(DOCUMENT PASSAGE):
────────────────────────────────────────

Put the two numbers next to each other and the scale becomes clear. Domestic rice production alone runs at roughly four metric tons per hectare under typical conditions. Every hectare converted to solar capacity is a hectare that no longer produces that yield, and the country is already importing to cover a shortfall that predates any of this conversion. The math does not require alarm. It requires someone in government to treat 46,000 hectares of future land competition as a planning problem rather than a footnote in a five year old report.
This is where the contrarian read matters. The dominant framing treats solar expansion as the villain, competing directly against food production. But solar targets did not sneak up on anyone. They were set deliberately, with full knowledge from DOE’s own research that farmland would absorb the cost. The actual failure is regulatory, not technological. A government that names a risk in an official planning document and then declines to write the policy that risk requires has made a choice, whether or not any press release ever states it plainly.
The Exposure Lands on Landowners and Consumers
The households absorbing this risk did not choose to enter an energy policy debate. Agrarian reform beneficiaries and smallholder landowners are making individual, largely irreversible land use decisions without any government guardrails to guide them, because the policy that was supposed to exist was never written. Once land converts to a 20 year solar lease, it is effectively gone from the domestic food supply for a generation, regardless of what happens to renewable energy demand or grid needs in year eight or year twelve of that lease. The solar land use policy that could have prevented this outcome simply does not exist.

────────────────────────────────────────

(WORK TASK A): Check each statement against the passage on solar expansion and farmland, answering yes or no and quoting the words that decide it: (i) Domestic rice production runs at roughly four metric tons per hectare under typical conditions. (ii) The country's need to import rice began only after farmland started converting to solar. (iii) Land under a 20 year solar lease returns to the food supply if renewable energy demand falls partway through the lease.
(WORK TASK B): Summarize the passage on solar expansion and farmland in two sentences.
Nothing in the listing is needed for this work.

(Records in a dataset)
────────────────────────────────────────

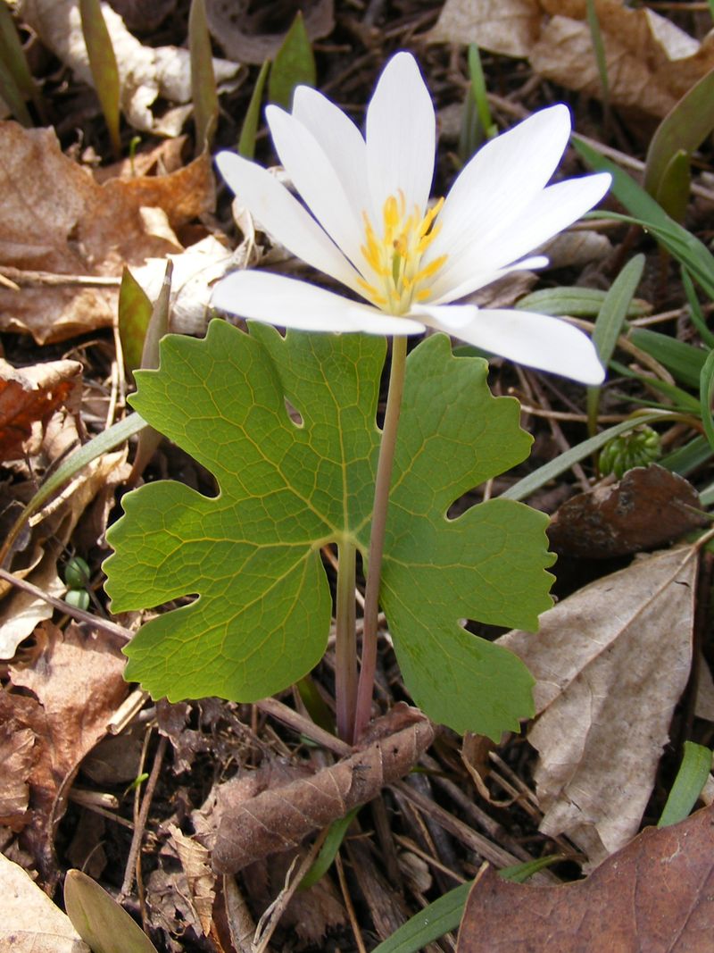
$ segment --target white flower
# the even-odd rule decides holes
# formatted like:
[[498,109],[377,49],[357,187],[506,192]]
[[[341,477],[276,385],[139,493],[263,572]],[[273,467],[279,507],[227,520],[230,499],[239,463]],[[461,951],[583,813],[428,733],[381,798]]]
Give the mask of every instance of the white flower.
[[570,134],[565,106],[536,112],[486,143],[430,209],[434,108],[409,53],[397,53],[385,68],[365,137],[306,86],[296,89],[291,113],[268,106],[266,114],[305,206],[233,152],[217,156],[221,173],[268,233],[367,303],[241,271],[216,286],[215,307],[305,331],[416,335],[428,326],[530,367],[602,382],[591,341],[565,321],[450,304],[509,272],[546,264],[523,256],[607,191],[607,174],[547,185]]

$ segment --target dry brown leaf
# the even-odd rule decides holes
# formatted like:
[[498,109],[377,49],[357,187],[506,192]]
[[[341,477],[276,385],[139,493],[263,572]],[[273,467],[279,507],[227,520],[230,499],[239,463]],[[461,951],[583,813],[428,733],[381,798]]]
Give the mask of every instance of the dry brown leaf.
[[[151,231],[146,209],[176,229],[213,208],[210,158],[168,175],[115,178],[98,185],[60,150],[51,130],[0,123],[0,272],[116,277],[177,249]],[[52,189],[48,189],[48,182]],[[179,246],[180,248],[180,246]],[[110,326],[118,287],[0,287],[0,330],[30,333],[38,344]]]
[[[714,31],[699,43],[645,7],[624,0],[595,0],[595,7],[614,105],[664,116],[714,67]],[[585,0],[447,0],[428,38],[527,56],[540,75],[598,98],[585,14]]]
[[[2,949],[12,953],[89,953],[66,913],[22,867],[0,854]],[[7,945],[6,945],[7,944]]]
[[0,358],[0,461],[22,456],[35,424],[44,426],[81,384],[82,365],[50,361],[15,370]]
[[427,39],[476,43],[506,56],[527,56],[542,15],[537,0],[446,0]]
[[[180,335],[206,334],[210,315],[212,285],[235,267],[233,253],[213,235],[191,245],[173,262],[170,296],[170,330]],[[166,275],[166,258],[149,258],[131,274],[150,301],[155,301]]]
[[[332,32],[333,0],[307,0],[300,4],[300,9],[310,40]],[[294,16],[293,7],[284,10],[287,22],[282,30],[276,31],[274,7],[253,5],[250,0],[206,0],[208,30],[227,56],[238,63],[258,65],[274,58]]]
[[698,551],[636,559],[499,639],[536,679],[528,740],[545,834],[597,864],[637,832],[686,685]]
[[[18,0],[17,10],[44,45],[78,79],[93,88],[77,0]],[[102,4],[102,13],[116,56],[122,112],[135,129],[177,135],[191,112],[190,107],[171,110],[161,118],[154,117],[150,107],[158,98],[169,103],[190,102],[188,51],[180,47],[142,46],[129,32],[121,16],[106,3]],[[238,63],[214,59],[213,72],[219,84],[231,81],[235,88],[246,71]]]
[[657,463],[634,467],[618,483],[579,493],[548,526],[557,553],[593,559],[663,546],[707,523],[699,494],[679,474]]
[[169,824],[169,833],[186,874],[189,902],[204,936],[208,936],[213,923],[213,901],[216,897],[216,875],[210,866],[208,850],[198,841],[187,837],[175,824]]
[[[69,428],[66,425],[62,429]],[[57,559],[89,504],[109,505],[116,486],[128,477],[130,467],[127,455],[125,448],[88,463],[51,502],[30,518],[33,535],[30,555],[23,554],[26,568],[16,575],[55,598],[65,593],[66,586],[57,574]],[[39,622],[50,618],[54,609],[45,599],[4,581],[0,597],[4,597],[0,603],[0,659],[11,659],[19,643],[34,632]]]
[[9,722],[0,722],[0,824],[13,830],[22,828],[26,821],[33,746],[30,728],[13,731]]
[[585,881],[536,887],[487,867],[471,888],[458,953],[709,953],[714,809],[648,827]]
[[[213,868],[232,874],[287,850],[320,827],[371,801],[419,760],[434,738],[416,709],[396,705],[375,722],[378,740],[331,767],[246,800],[226,798],[213,846]],[[383,731],[389,731],[386,737]],[[393,732],[393,734],[391,733]]]
[[12,732],[31,730],[34,760],[23,844],[44,880],[54,882],[54,830],[85,755],[107,732],[107,722],[128,692],[126,659],[103,634],[70,624],[64,632],[46,623],[47,644],[28,666],[10,665],[11,685],[32,695],[0,694],[0,720]]

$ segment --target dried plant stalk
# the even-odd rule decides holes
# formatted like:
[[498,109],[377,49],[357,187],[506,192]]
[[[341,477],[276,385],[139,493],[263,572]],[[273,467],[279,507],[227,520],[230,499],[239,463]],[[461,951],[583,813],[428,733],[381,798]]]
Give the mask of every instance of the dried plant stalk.
[[[213,866],[233,874],[253,861],[294,847],[307,834],[371,801],[404,777],[434,738],[421,712],[396,706],[377,722],[371,742],[355,754],[304,778],[235,805],[227,799],[213,848]],[[396,729],[396,730],[395,730]]]

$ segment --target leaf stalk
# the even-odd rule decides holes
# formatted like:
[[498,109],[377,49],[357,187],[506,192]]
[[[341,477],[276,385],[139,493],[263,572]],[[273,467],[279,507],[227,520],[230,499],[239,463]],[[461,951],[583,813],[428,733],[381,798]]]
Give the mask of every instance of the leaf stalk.
[[365,589],[365,619],[362,634],[362,667],[357,688],[357,707],[354,719],[354,737],[358,741],[365,732],[372,708],[374,673],[377,668],[377,618],[379,616],[379,593],[382,580],[382,557],[385,549],[387,512],[389,503],[389,488],[397,445],[397,427],[402,411],[402,395],[407,370],[407,337],[392,338],[391,368],[389,371],[389,391],[379,448],[377,476],[374,484],[374,506],[372,507],[372,528],[369,536],[369,555],[367,558],[367,587]]

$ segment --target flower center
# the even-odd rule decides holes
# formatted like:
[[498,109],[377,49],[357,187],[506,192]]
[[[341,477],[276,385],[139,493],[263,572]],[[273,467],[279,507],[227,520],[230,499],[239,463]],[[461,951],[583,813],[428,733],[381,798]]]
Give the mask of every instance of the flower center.
[[374,274],[374,282],[370,284],[360,278],[359,284],[369,300],[383,311],[406,314],[412,303],[426,301],[431,294],[431,279],[446,255],[434,258],[424,268],[421,262],[439,233],[440,226],[434,225],[434,219],[443,205],[444,199],[440,198],[424,216],[416,206],[407,214],[407,202],[400,190],[385,202],[381,237],[367,213],[363,213],[365,244],[361,251]]

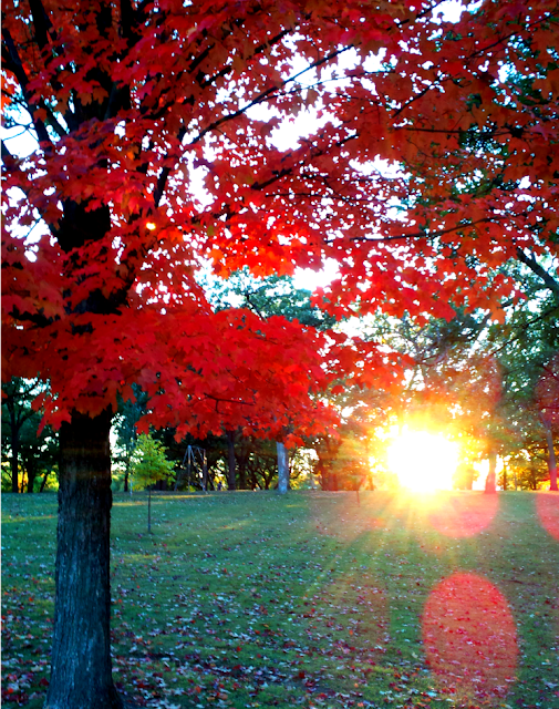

────────────────────────────────────────

(ANSWER SPACE A):
(i) Yes: "Domestic rice production alone runs at roughly four metric tons per hectare under typical conditions."
(ii) No: "the country is already importing to cover a shortfall that predates any of this conversion."
(iii) No: "Once land converts to a 20 year solar lease, it is effectively gone from the domestic food supply for a generation, regardless of what happens to renewable energy demand or grid needs in year eight or year twelve of that lease."

(ANSWER SPACE B): Each hectare converted to solar gives up a rice yield of roughly four metric tons in a country already importing to cover a shortfall, so 46,000 hectares of future land competition should be treated as a planning problem. The failure is regulatory rather than technological, because the government set solar targets knowing farmland would absorb the cost but never wrote a solar land use policy, leaving smallholders and agrarian reform beneficiaries to make largely irreversible lease decisions without guardrails.